— START OF Excerpted text —

08-01-2003 04:36 AM - edited 03-02-2019 09:17 AM
Hi,
I administer my university's LAN. Currently our Internet connection to the ISP is a VSAT link through a cisco 1750 router with one ethernet port and two serial ports. The Ethernet port is connected to the Internal LAN and one serial port is connected to the VSAT modem. Now we are acquiring a leased line connectivity from a different ISP. Physically we can connect the leased line to the unused serial port. However, the IP numbers being alloted by the different ISPs are different and both are telling that they will allow only packets generated from their alloted IP number range to pass through. Since there is only one Ethernet port we can configure it with one IP number only. Within this scenario is there any way by which can use the same router to connect ot the Internet through two different ISPs through two different type of links. Any suggestion advise will be highly welcome.
Mahendra
08-01-2003 05:04 AM
You can connect this router to two different ISP's, they put with this equipment you won't get to accomplish the load balancing among these links, with this equipment you will get to set up a failover architecture (activate / passive), in other words, when the main link is down the second link it will assume, for this you should use static routes with different costs and NAT.
08-01-2003 10:44 AM
Yes you can put a secondary ip adddress on the ethernet interface and use two default routes. Using that scenario you will do per packet load balancing.
08-04-2003 04:52 AM
Could you please suggest how?
Mahendra
08-01-2003 11:25 AM
Yes, you can do this; however, the traffic won't be evenly balanced between the two Internet connections.
1. Use ISP #1's assigned network block for half of your hosts and ISP #2's assigned network block for the second half.
2. Use Policy Based routing to route ISP #1 assigned IPs to ISP #1 and ISP #2 assigned IPs to ISP #2:
http://www.cisco.com/univercd/cc/td/doc/product/software/ios120/12cgcr/qos_c/qcpart1/qcpolicy.htm
Regards
08-05-2003 05:36 AM
You actually have several choices in connecting to both ISPs.

— END OF Excerpted text —
— START OF Recorded data —

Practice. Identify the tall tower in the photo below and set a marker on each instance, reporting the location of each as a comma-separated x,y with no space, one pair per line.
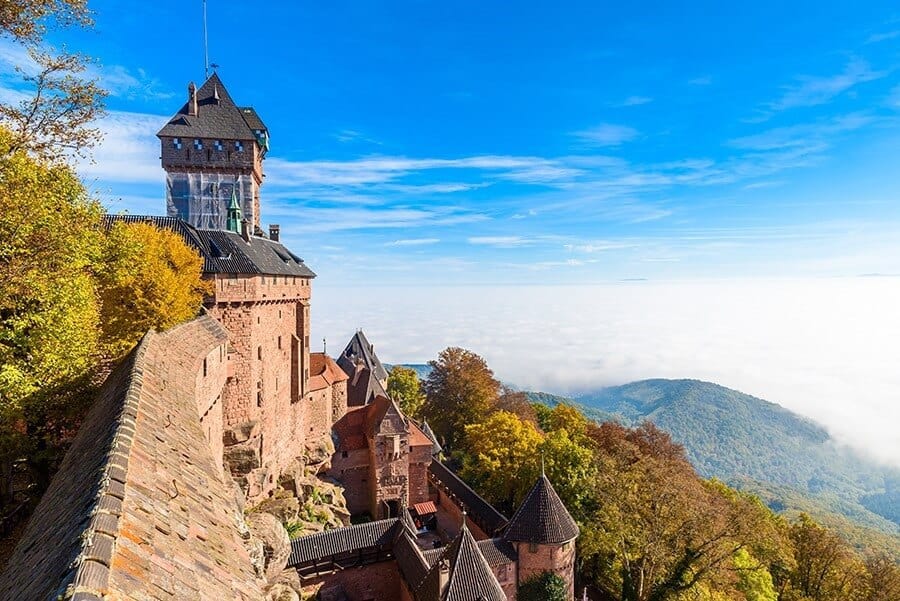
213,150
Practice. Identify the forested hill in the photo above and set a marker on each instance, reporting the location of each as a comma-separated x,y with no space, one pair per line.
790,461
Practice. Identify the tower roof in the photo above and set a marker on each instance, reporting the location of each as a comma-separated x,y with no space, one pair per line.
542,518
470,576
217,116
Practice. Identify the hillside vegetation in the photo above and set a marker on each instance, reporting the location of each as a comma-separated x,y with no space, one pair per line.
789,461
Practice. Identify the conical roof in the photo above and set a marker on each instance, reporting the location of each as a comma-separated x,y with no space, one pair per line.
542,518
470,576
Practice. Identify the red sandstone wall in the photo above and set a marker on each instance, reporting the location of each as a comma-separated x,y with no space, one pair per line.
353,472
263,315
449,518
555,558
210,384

— END OF Recorded data —

> _Aim_
Answer these questions using the forum thread above.
(a) Which router model currently connects the university's LAN to the Internet?
(b) In the reply posted 08-01-2003 10:44 AM, what kind of load balancing results from adding a secondary IP address and two default routes?
(c) In the reply posted 08-01-2003 11:25 AM, what is proposed for routing each ISP's assigned IPs to that ISP?

> _Correct output_
(a) A Cisco 1750 router.
(b) Per-packet load balancing.
(c) Policy Based routing.